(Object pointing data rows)
+++

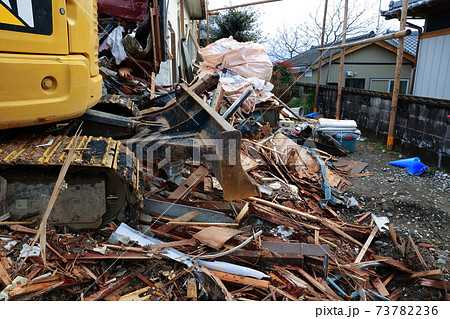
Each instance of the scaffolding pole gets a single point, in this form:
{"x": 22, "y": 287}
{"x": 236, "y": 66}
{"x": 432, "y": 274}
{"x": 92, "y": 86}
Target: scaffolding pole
{"x": 341, "y": 64}
{"x": 398, "y": 69}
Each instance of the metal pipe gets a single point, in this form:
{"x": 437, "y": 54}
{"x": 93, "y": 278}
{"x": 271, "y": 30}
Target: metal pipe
{"x": 398, "y": 69}
{"x": 243, "y": 5}
{"x": 341, "y": 65}
{"x": 316, "y": 95}
{"x": 394, "y": 35}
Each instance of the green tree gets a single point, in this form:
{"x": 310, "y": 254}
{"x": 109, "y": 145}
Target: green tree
{"x": 242, "y": 24}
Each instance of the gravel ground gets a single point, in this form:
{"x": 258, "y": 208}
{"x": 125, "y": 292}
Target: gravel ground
{"x": 416, "y": 205}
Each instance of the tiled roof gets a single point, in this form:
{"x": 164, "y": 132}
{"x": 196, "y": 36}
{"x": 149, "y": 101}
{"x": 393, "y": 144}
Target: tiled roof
{"x": 415, "y": 7}
{"x": 311, "y": 57}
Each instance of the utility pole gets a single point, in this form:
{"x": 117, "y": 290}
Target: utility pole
{"x": 398, "y": 70}
{"x": 316, "y": 96}
{"x": 341, "y": 64}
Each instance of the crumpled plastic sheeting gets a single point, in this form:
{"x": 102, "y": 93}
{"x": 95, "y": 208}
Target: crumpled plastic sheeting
{"x": 143, "y": 240}
{"x": 248, "y": 65}
{"x": 115, "y": 42}
{"x": 244, "y": 58}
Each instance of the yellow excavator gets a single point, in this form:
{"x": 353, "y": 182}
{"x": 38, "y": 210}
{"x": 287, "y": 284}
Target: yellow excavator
{"x": 49, "y": 80}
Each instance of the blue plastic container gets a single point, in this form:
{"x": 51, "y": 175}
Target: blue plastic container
{"x": 347, "y": 140}
{"x": 405, "y": 162}
{"x": 416, "y": 168}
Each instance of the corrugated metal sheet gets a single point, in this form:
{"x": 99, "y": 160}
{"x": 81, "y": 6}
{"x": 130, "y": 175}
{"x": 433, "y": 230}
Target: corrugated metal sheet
{"x": 433, "y": 68}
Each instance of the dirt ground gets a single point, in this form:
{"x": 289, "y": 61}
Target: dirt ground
{"x": 416, "y": 205}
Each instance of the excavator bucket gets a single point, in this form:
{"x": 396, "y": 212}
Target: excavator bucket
{"x": 188, "y": 127}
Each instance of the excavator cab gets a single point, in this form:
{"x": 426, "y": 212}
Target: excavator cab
{"x": 48, "y": 61}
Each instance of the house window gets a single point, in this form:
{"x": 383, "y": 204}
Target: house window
{"x": 387, "y": 85}
{"x": 403, "y": 86}
{"x": 355, "y": 83}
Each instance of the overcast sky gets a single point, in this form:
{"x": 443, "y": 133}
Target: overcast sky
{"x": 293, "y": 12}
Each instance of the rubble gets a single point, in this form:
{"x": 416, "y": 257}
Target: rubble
{"x": 285, "y": 242}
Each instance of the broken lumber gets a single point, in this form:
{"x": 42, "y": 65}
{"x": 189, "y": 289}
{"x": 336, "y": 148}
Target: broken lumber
{"x": 241, "y": 279}
{"x": 422, "y": 261}
{"x": 366, "y": 245}
{"x": 189, "y": 184}
{"x": 426, "y": 273}
{"x": 4, "y": 277}
{"x": 215, "y": 237}
{"x": 184, "y": 218}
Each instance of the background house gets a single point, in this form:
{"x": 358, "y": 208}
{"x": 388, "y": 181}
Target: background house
{"x": 367, "y": 66}
{"x": 432, "y": 77}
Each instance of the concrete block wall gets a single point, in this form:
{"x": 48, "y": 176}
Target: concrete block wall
{"x": 422, "y": 128}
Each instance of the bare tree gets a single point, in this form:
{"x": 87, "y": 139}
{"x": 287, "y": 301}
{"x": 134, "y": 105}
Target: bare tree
{"x": 287, "y": 43}
{"x": 290, "y": 41}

+++

▶ PROBLEM
Reproduce every record above line for line, without any changes, and leave out the pictures.

▶ RESPONSE FOR THIS EXERCISE
Each instance of the scaffolding pole gets a single point, in this form:
{"x": 22, "y": 287}
{"x": 236, "y": 66}
{"x": 432, "y": 274}
{"x": 92, "y": 86}
Target: scaffolding pole
{"x": 341, "y": 64}
{"x": 398, "y": 69}
Each instance of the metal pipe gets a single point, in this form:
{"x": 437, "y": 54}
{"x": 93, "y": 278}
{"x": 271, "y": 30}
Target: metal pipe
{"x": 398, "y": 69}
{"x": 243, "y": 5}
{"x": 341, "y": 65}
{"x": 316, "y": 95}
{"x": 394, "y": 35}
Each instance of the green tree gets a single point, in this form:
{"x": 310, "y": 254}
{"x": 109, "y": 145}
Target: green tree
{"x": 242, "y": 24}
Each instance of the gravel ground gets a single point, in this form:
{"x": 258, "y": 208}
{"x": 125, "y": 292}
Target: gravel ground
{"x": 416, "y": 205}
Each instance of the tiled roof gets a single point, in this form:
{"x": 164, "y": 132}
{"x": 196, "y": 36}
{"x": 149, "y": 101}
{"x": 393, "y": 144}
Target: tiled roof
{"x": 415, "y": 7}
{"x": 311, "y": 57}
Each instance of the utility pole gets a single point, in this form:
{"x": 117, "y": 290}
Target: utility pole
{"x": 398, "y": 70}
{"x": 316, "y": 96}
{"x": 341, "y": 64}
Each instance of the crumpled plastic sheeting gets a single point, in this form:
{"x": 102, "y": 93}
{"x": 95, "y": 208}
Target: crumpled plastic sheeting
{"x": 143, "y": 240}
{"x": 248, "y": 65}
{"x": 115, "y": 42}
{"x": 244, "y": 58}
Each instance of the yellow excavator gets a single point, in this form:
{"x": 353, "y": 182}
{"x": 38, "y": 210}
{"x": 287, "y": 284}
Target: yellow excavator
{"x": 49, "y": 80}
Each instance of the blue plastic container gets a single point, in this form:
{"x": 51, "y": 175}
Target: blue plastic container
{"x": 347, "y": 140}
{"x": 405, "y": 162}
{"x": 416, "y": 168}
Each instance of the corrugated metal sheet gets a single point, in this form:
{"x": 99, "y": 160}
{"x": 81, "y": 6}
{"x": 130, "y": 175}
{"x": 433, "y": 230}
Target: corrugated metal sheet
{"x": 433, "y": 68}
Each instance of the dirt ground gets a single point, in this form:
{"x": 289, "y": 61}
Target: dirt ground
{"x": 416, "y": 205}
Each instance of the excavator bucket gets a single point, in this form:
{"x": 396, "y": 212}
Target: excavator bucket
{"x": 188, "y": 127}
Each instance of the excavator cab gets a single point, in this form:
{"x": 426, "y": 212}
Target: excavator cab
{"x": 48, "y": 61}
Each instance of the house window gets a single point, in this form:
{"x": 383, "y": 204}
Target: house window
{"x": 387, "y": 85}
{"x": 403, "y": 86}
{"x": 355, "y": 83}
Each instance of the overcast sky gets a single point, in this form:
{"x": 443, "y": 133}
Target: overcast sky
{"x": 293, "y": 12}
Each instance of the rubble gets a single point, in this form:
{"x": 416, "y": 257}
Target: rubble
{"x": 285, "y": 242}
Each instance of the broken lumber gets a single point, in this form:
{"x": 42, "y": 65}
{"x": 189, "y": 289}
{"x": 336, "y": 148}
Target: broken lumber
{"x": 241, "y": 279}
{"x": 422, "y": 261}
{"x": 366, "y": 245}
{"x": 189, "y": 184}
{"x": 426, "y": 273}
{"x": 4, "y": 277}
{"x": 215, "y": 237}
{"x": 184, "y": 218}
Each instance of the background house gets a single point, in this form:
{"x": 358, "y": 208}
{"x": 388, "y": 181}
Target: background house
{"x": 367, "y": 66}
{"x": 432, "y": 77}
Each instance of the concrete block wall gets a single point, in this form:
{"x": 48, "y": 176}
Target: concrete block wall
{"x": 422, "y": 128}
Each instance of the bare tree gets a single point, in this form:
{"x": 87, "y": 139}
{"x": 287, "y": 301}
{"x": 134, "y": 105}
Target: bare tree
{"x": 287, "y": 43}
{"x": 290, "y": 41}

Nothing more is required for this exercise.